BEGIN Given text

As a part of the event, the students travel to the nation’s capitol in Washington D.C., which is only five hours away from the camp. Each year, West Virginia’s senior member of the United States Senate honors the delegates with a luncheon attended by other members of the U.S. government.

“We heard John McCain talk. We went to the senate building and there’s a senate luncheon, and all of the senators are invited but it was the day that they were voting on the health care bill, so no one really came,” Edwards said. “Our nurse went and she was trying to find senators to come and talk … and she found John McCain, he was walking out of the bathroom.”

For nearly a month, the delegates attended lectures but also experienced the beauty of the West Virginia outdoors through backpacking, caving, mountain biking and rock climbing. Edwards said she particularly enjoyed the outdoor activities, but also learned a lot at the event.

At her favorite presentation, which she said wasn’t necessarily scientific but rather related to the scientific community, she learned about teaching. Specifically, the lecturer talked about how to look at information and to question everything that they read, and how to change someone’s perspective, and what they believe to be true, without saying they’re wrong.

The camp is attended by graduating high school seniors with high achievements in STEM fields. The future STEM leaders are selected on merit, with the program provided to them at no cost, including travel, removing any financial barriers for attendance, according to a statement from the NYSC.

END Given text
BEGIN Extracted material

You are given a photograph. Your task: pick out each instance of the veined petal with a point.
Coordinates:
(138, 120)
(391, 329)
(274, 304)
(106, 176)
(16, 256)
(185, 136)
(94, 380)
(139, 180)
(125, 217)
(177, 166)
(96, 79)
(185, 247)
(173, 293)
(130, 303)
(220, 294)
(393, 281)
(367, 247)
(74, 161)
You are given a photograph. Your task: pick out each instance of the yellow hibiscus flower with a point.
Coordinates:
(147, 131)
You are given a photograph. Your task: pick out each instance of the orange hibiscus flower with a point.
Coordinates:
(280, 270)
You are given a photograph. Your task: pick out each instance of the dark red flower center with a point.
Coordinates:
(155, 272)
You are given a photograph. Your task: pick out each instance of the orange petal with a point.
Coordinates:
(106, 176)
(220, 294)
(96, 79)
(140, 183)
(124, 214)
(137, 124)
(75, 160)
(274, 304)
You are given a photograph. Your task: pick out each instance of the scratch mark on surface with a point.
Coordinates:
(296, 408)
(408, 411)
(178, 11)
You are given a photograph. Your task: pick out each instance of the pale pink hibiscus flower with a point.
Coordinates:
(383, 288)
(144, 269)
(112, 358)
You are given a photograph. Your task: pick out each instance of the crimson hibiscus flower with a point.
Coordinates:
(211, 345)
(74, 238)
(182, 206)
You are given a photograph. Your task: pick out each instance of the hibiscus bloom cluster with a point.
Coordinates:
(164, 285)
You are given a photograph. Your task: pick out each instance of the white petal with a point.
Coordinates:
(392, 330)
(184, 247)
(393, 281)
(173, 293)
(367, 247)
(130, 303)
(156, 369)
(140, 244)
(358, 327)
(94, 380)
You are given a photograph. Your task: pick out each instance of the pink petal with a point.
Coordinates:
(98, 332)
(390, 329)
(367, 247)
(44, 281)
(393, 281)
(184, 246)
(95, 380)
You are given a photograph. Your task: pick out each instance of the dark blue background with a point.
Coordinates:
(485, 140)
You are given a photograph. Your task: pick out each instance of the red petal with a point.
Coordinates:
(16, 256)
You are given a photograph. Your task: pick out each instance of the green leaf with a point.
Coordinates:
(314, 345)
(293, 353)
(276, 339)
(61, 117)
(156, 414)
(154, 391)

END Extracted material

## Exercise set:
A: In the article about the youth science camp, whom did the nurse find to speak at the senate luncheon?
B: Continue the article about the youth science camp from its final paragraph.

## Answers to the exercise:
A: John McCain, as he was walking out of the bathroom.

B:
“This is a unique experience for these amazing students and one that can impact them for the rest of their lives,” John Giroir, director of the NYSC, said in a statement. “Cameron is (an) excellent example of the kind of student who participates and goes on to significant achievements in the STEM fields.”

The National Youth Science Camp is operated by the National Youth Science Foundation. To apply for the NYSC, visit www.apply.nysc.org. To learn more about the programs and work of the NYSF, visit www.nysf.com.

“A couple of people from Ketchikan have gone. It’s for graduating seniors, I would just encourage them to apply,” she said. “It’s a lot of fun, I made a lot of friends and I made a lot of connections that will last me a lifetime. It’s such a big community of people, I’m really glad I went and I’m glad I applied.”